Le dernier exemple en date est la disparition suspecte du célèbre éditorialiste saoudien Jamal Khashoggi, qui s'est rendu au consulat de son pays le 2 octobre à Istanbul, sans jamais en ressortir, selon sa compagne et la police turque. Une version démentie par Riyad.

Dans des éditoriaux sans concession publiés dans la rubrique Opinion du Washington Post, il avait ouvertement critiqué ces derniers mois le prince héritier et ses penchants répressifs. Alors que la tension monte entre Ankara et Riyad, et que Washington, Paris, l’Union européenne et l’ONU exigent que la lumière soit faite sur le sort de Jamal Khashoggi, l’image de la pétromonarchie wahhabite, et par ricochet celle de celui qui tient les commandes, sont ternies.

**Bloc de données:**
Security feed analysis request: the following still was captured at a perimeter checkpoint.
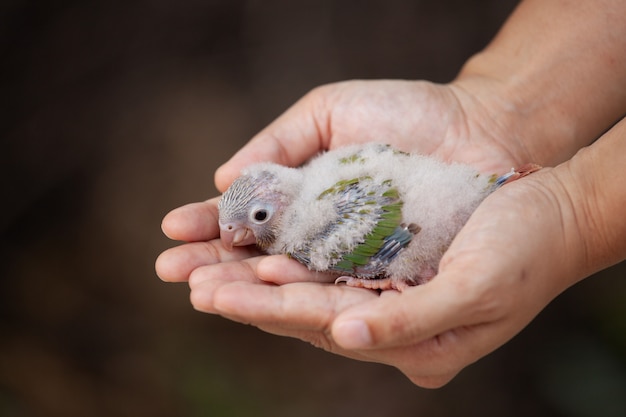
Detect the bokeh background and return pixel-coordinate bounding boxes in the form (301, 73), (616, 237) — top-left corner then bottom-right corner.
(0, 0), (626, 417)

**Exercices:**
[a] Relevez dans le texte de lecture tous ceux qui exigent que la lumière soit faite sur le sort de Jamal Khashoggi.
[b] Pour chacune des affirmations suivantes, indiquez si le texte de lecture la confirme, en citant les mots décisifs : (i) Jamal Khashoggi s'est rendu au consulat de son pays à Istanbul le 2 octobre. (ii) Riyad confirme la version de sa compagne et de la police turque. (iii) Ses éditoriaux paraissaient dans la rubrique Opinion du Washington Post.
Appuyez-vous uniquement sur le texte de lecture.

**Corrigé des exercices:**
[a] Washington, Paris, l'Union européenne, l'ONU

[b]
(i) Oui : « qui s'est rendu au consulat de son pays le 2 octobre à Istanbul »
(ii) Non : « Une version démentie par Riyad. »
(iii) Oui : « publiés dans la rubrique Opinion du Washington Post »